## What you are asked to do
Change every "bounding boxes" in the entries below to "enclosing rectangles" and give the lines again with nothing else altered.

## Supplied records
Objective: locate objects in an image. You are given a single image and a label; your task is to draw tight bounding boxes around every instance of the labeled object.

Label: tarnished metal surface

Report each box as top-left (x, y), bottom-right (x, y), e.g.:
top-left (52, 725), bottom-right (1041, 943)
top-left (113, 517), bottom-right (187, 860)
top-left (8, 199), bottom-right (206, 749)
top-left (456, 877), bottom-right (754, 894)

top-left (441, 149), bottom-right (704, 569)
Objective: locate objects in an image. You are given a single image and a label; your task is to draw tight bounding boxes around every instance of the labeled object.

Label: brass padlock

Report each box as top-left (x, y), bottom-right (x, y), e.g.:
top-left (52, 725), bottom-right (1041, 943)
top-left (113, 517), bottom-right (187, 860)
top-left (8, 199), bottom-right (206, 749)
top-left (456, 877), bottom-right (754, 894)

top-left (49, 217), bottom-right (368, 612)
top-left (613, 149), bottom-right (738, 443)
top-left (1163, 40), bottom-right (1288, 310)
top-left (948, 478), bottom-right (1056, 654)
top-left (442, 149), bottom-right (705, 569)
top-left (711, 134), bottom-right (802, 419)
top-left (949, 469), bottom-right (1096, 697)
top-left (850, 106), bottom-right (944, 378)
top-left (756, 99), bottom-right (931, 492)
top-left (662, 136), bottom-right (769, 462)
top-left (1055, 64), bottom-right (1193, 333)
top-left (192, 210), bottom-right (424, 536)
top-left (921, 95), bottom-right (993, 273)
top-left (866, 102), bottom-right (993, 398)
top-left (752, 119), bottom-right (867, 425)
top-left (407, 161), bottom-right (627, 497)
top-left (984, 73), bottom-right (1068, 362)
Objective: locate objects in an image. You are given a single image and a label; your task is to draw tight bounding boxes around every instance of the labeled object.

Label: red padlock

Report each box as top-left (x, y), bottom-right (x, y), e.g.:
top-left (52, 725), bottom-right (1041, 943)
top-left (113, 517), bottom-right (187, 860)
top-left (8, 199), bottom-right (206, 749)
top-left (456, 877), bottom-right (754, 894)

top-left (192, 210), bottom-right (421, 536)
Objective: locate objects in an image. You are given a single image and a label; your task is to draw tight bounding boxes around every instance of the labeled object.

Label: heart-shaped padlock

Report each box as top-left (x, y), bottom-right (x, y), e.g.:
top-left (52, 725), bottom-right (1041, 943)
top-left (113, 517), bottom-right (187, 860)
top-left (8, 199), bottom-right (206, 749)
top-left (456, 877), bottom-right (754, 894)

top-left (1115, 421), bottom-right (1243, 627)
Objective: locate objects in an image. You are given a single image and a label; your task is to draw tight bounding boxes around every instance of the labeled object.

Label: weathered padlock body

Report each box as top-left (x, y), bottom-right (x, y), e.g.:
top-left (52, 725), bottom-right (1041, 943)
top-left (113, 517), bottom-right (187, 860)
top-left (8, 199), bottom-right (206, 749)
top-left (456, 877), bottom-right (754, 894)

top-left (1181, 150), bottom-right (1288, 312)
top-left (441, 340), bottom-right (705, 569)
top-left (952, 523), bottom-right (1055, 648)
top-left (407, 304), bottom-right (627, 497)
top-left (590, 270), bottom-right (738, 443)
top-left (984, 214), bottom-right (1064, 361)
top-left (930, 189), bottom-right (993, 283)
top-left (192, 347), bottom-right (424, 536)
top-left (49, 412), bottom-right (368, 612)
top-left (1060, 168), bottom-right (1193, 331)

## Solved exercise
Objective: locate objects in an image. You are given a single image and a label; your task is to draw tight enclosing rectangles around every instance of the labeled object.

Label: tarnished metal surface

Report each box as top-left (x, y), bottom-right (x, y), e.g.:
top-left (52, 725), bottom-right (1041, 943)
top-left (113, 517), bottom-right (187, 860)
top-left (8, 199), bottom-right (206, 749)
top-left (456, 877), bottom-right (754, 894)

top-left (441, 149), bottom-right (704, 569)
Objective: locate objects in an image. You are given a single image and a label; your task is to draw tight enclosing rectangles around every instance of the labeled object.

Label: brass padlock

Report each box as top-left (x, y), bottom-right (x, y), e.g.:
top-left (52, 725), bottom-right (1041, 943)
top-left (113, 517), bottom-right (187, 860)
top-left (8, 199), bottom-right (206, 749)
top-left (456, 877), bottom-right (754, 894)

top-left (49, 217), bottom-right (368, 612)
top-left (613, 149), bottom-right (738, 443)
top-left (1163, 40), bottom-right (1288, 310)
top-left (948, 478), bottom-right (1056, 654)
top-left (442, 149), bottom-right (705, 569)
top-left (711, 134), bottom-right (802, 419)
top-left (949, 469), bottom-right (1096, 697)
top-left (850, 106), bottom-right (944, 378)
top-left (756, 99), bottom-right (931, 492)
top-left (662, 136), bottom-right (769, 462)
top-left (1055, 64), bottom-right (1193, 333)
top-left (192, 210), bottom-right (424, 536)
top-left (921, 95), bottom-right (993, 273)
top-left (866, 102), bottom-right (993, 398)
top-left (752, 119), bottom-right (867, 425)
top-left (407, 161), bottom-right (627, 497)
top-left (984, 73), bottom-right (1068, 362)
Objective: locate objects in an image. You are given a single image and a label; your task is to draw tight enclosing rectangles around every instance of the labeled object.

Label: red padlock

Report each box as top-left (x, y), bottom-right (x, y), e.g.:
top-left (52, 725), bottom-right (1041, 943)
top-left (113, 517), bottom-right (187, 860)
top-left (8, 199), bottom-right (206, 749)
top-left (456, 877), bottom-right (754, 894)

top-left (192, 210), bottom-right (421, 536)
Objective: locate objects in an image. You are given a single image and a label; your task is to draw tight enclosing rectangles around every instance of the labeled object.

Label: heart-shaped padlock

Report each box as top-left (x, y), bottom-right (x, y), e.g.:
top-left (52, 725), bottom-right (1041, 943)
top-left (113, 517), bottom-right (187, 860)
top-left (8, 199), bottom-right (206, 749)
top-left (456, 877), bottom-right (754, 894)

top-left (1115, 421), bottom-right (1243, 627)
Objective: locate objects in an image. You are given a single image and a label; your task is to draw tight enclosing rectangles around every instance of the labeled object.

Label: weathered padlock body

Report each box as top-left (x, y), bottom-right (x, y), e.g.:
top-left (52, 725), bottom-right (1041, 943)
top-left (113, 517), bottom-right (187, 860)
top-left (8, 199), bottom-right (206, 749)
top-left (456, 877), bottom-right (754, 894)

top-left (1181, 150), bottom-right (1288, 312)
top-left (441, 340), bottom-right (705, 569)
top-left (952, 523), bottom-right (1055, 648)
top-left (407, 304), bottom-right (627, 497)
top-left (590, 270), bottom-right (738, 443)
top-left (984, 214), bottom-right (1064, 361)
top-left (930, 189), bottom-right (993, 283)
top-left (192, 347), bottom-right (424, 536)
top-left (49, 412), bottom-right (368, 612)
top-left (1060, 168), bottom-right (1193, 331)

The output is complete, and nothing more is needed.